[Text section]
****************************************
Brotas is a Brazilian municipality located in the state of São Paulo. The population is 24.423 (2024 est.) in an area of 1101 km^{2}. The town is known locally for its coffee, on which its economy relies.

==History==
The city's history started in 1839 when a chapel was built which originated a settlement around it. Brotas became a district of Araraquara in 1841, then it became a district of Rio Claro in 1853. On August 22, 1859, the district was promoted to a municipality.

The municipality experienced its greater development era during the coffee farming expansion which occurred between the 1920s and the 1930s. During this era the city received a large number of Italian immigrants. Due to the coffee agriculture decline, a large number of Brotas' citizens migrated to larger cities.

The municipality contains 44% of the Itirapina Ecological Station, created in 1984.

==Economy==
Despite its coffee-oriented historical economic development, Brotas is known internationally for its specialization in adventure tourism, hosting the practice of several adventurous sports such as rafting and canoeing, taking advantage of the Jacaré Pepira River.
****************************************
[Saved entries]
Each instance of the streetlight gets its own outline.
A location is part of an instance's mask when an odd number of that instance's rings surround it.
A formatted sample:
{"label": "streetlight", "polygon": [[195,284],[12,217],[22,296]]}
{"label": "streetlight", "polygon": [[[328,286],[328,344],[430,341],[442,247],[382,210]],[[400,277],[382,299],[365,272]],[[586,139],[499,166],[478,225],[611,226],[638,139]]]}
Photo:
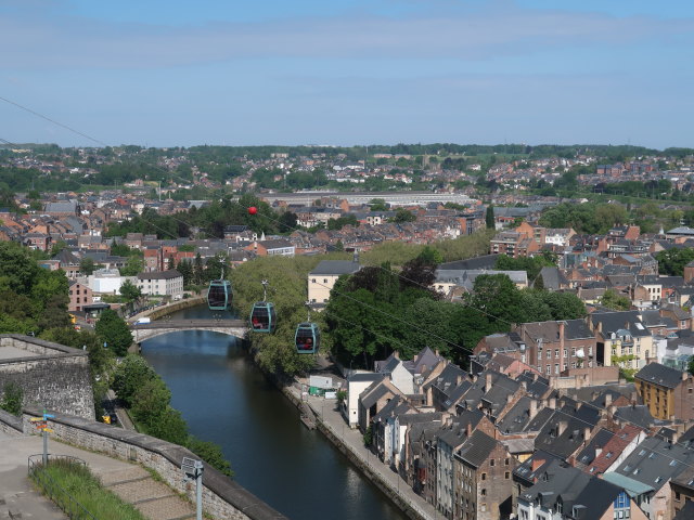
****************************************
[Requirement]
Write out the entire text about the municipality of Brotas word for word. Rely only on the text about Brotas when carrying out what is asked.

[Solution]
Brotas is a Brazilian municipality located in the state of São Paulo. The population is 24.423 (2024 est.) in an area of 1101 km^{2}. The town is known locally for its coffee, on which its economy relies.

==History==
The city's history started in 1839 when a chapel was built which originated a settlement around it. Brotas became a district of Araraquara in 1841, then it became a district of Rio Claro in 1853. On August 22, 1859, the district was promoted to a municipality.

The municipality experienced its greater development era during the coffee farming expansion which occurred between the 1920s and the 1930s. During this era the city received a large number of Italian immigrants. Due to the coffee agriculture decline, a large number of Brotas' citizens migrated to larger cities.

The municipality contains 44% of the Itirapina Ecological Station, created in 1984.

==Economy==
Despite its coffee-oriented historical economic development, Brotas is known internationally for its specialization in adventure tourism, hosting the practice of several adventurous sports such as rafting and canoeing, taking advantage of the Jacaré Pepira River.